## REQUIRED TASK
Reproduce verbatim the portion of the gas turbine flame excerpt below that begins at the words "High speed recording" and stops after the words "high-speed chemiluminescence recordings.".

## EXTRACT TO READ
The current trend in gas turbine development is to improve fuel flexibility. The use of a wider variety of fuels, however, has impact on the reliability of the gas turbine. The increased span of fuel properties may lead to the appearance of flame instability issues. Such issues are flashback and blow-out, intensively studied in the literature (see e.g. [1–5]). In order to avoid the occurrence of flashback and blow-out, beside determining the safe working intervals for different fuels, one has to understand the dynamics of such events.

High speed recording of the chemiluminescence signal during flashback or blow-out is a relatively easy method to collect data which can help understanding the flame dynamics. Due to the large number of parameters one commonly needs to consider, such measurement campaigns often result in a large number of recordings leading to a need for automatic processing of the collected datasets. Such automatization is preferred also in order to obtain consistent postprocessing across datasets and avoid the often subjective human decisions. Here we propose such a method to postprocess high-speed chemiluminescence recordings.

2 Experimental Procedure

Figure 1 shows the experimental rig. Methane is premixed with air in a preconditioning chamber. The mixture passes through three co-annular swirlers into a quartz premixing tube having a length of two tube diameters. Above the premixing tube a quartz plate and a quartz combustion chamber are mounted. In the present paper, flash-forward denotes the propagation of the flame from the premixing tube into the combustion chamber.

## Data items
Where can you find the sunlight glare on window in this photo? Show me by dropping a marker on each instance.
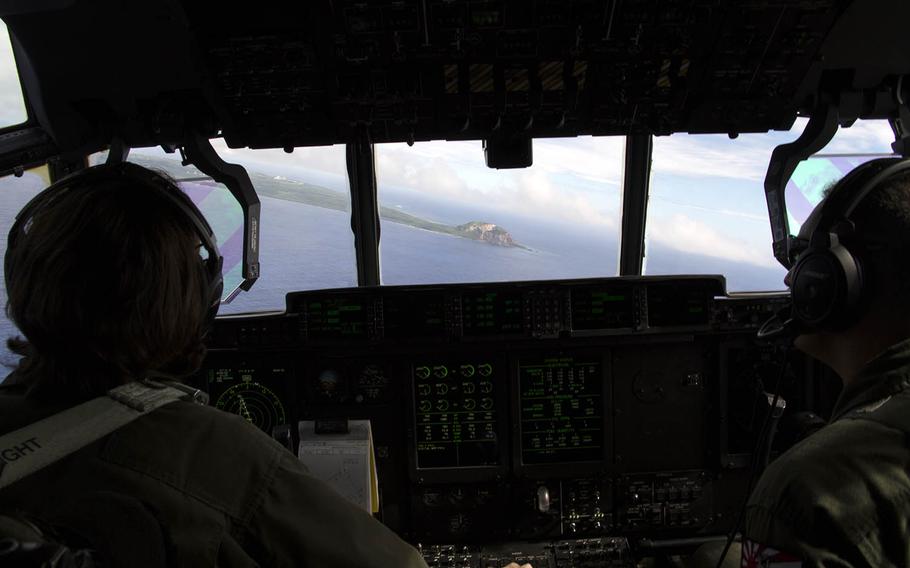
(12, 103)
(707, 212)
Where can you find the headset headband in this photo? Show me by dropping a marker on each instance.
(167, 189)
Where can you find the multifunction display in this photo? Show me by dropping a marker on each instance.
(678, 303)
(412, 315)
(602, 308)
(561, 401)
(455, 413)
(337, 318)
(492, 313)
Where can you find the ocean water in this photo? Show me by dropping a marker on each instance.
(305, 247)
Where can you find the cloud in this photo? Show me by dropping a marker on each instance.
(563, 184)
(747, 157)
(865, 136)
(682, 233)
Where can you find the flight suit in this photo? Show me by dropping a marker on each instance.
(224, 493)
(842, 496)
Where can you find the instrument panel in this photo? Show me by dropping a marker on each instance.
(540, 412)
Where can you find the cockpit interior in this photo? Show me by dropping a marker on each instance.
(612, 411)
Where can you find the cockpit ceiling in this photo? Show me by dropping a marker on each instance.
(281, 74)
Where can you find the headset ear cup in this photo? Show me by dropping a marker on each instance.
(827, 288)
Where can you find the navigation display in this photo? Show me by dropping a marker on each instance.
(455, 414)
(491, 313)
(337, 318)
(415, 316)
(561, 400)
(602, 308)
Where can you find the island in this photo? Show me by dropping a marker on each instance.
(281, 187)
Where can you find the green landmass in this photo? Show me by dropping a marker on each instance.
(319, 196)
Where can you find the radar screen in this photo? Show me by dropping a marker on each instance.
(561, 401)
(337, 318)
(491, 313)
(415, 315)
(249, 392)
(602, 308)
(456, 422)
(346, 381)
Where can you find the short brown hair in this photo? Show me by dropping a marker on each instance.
(106, 283)
(882, 238)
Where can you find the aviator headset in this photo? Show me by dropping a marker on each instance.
(827, 283)
(86, 178)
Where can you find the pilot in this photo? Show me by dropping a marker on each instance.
(107, 282)
(841, 497)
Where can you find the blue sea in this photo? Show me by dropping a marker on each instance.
(305, 247)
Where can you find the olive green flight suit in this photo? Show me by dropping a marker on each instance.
(224, 493)
(842, 496)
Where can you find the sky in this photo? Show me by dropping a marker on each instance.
(706, 190)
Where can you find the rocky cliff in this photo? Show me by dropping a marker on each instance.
(487, 232)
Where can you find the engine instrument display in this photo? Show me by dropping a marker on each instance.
(455, 414)
(602, 308)
(561, 402)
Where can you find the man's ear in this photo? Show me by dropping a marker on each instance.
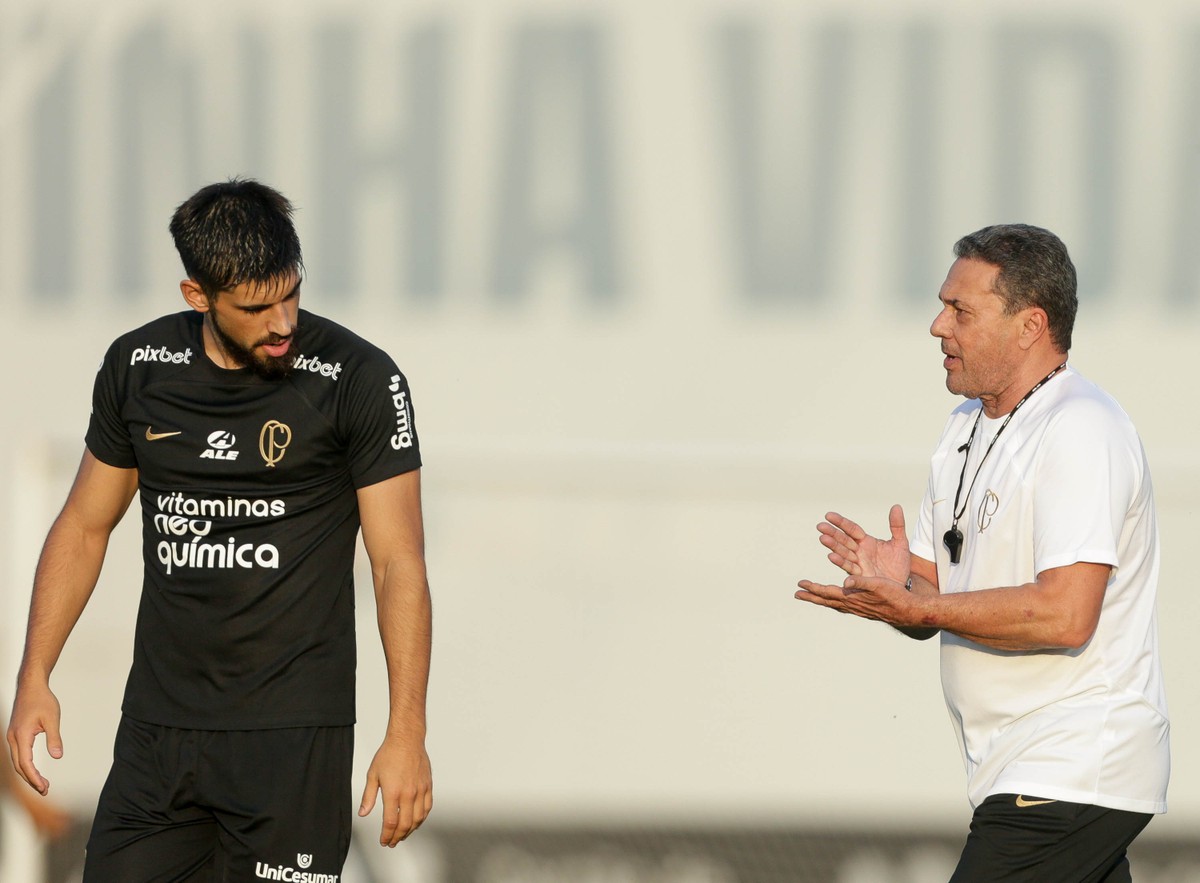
(195, 295)
(1035, 325)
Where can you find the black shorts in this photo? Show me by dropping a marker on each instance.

## COMPLETED TASK
High speed recording of the chemiluminescence signal during flashback or blow-out is a relatively easy method to collect data which can help understanding the flame dynamics. Due to the large number of parameters one commonly needs to consider, such measurement campaigns often result in a large number of recordings leading to a need for automatic processing of the collected datasets. Such automatization is preferred also in order to obtain consistent postprocessing across datasets and avoid the often subjective human decisions. Here we propose such a method to postprocess high-speed chemiluminescence recordings.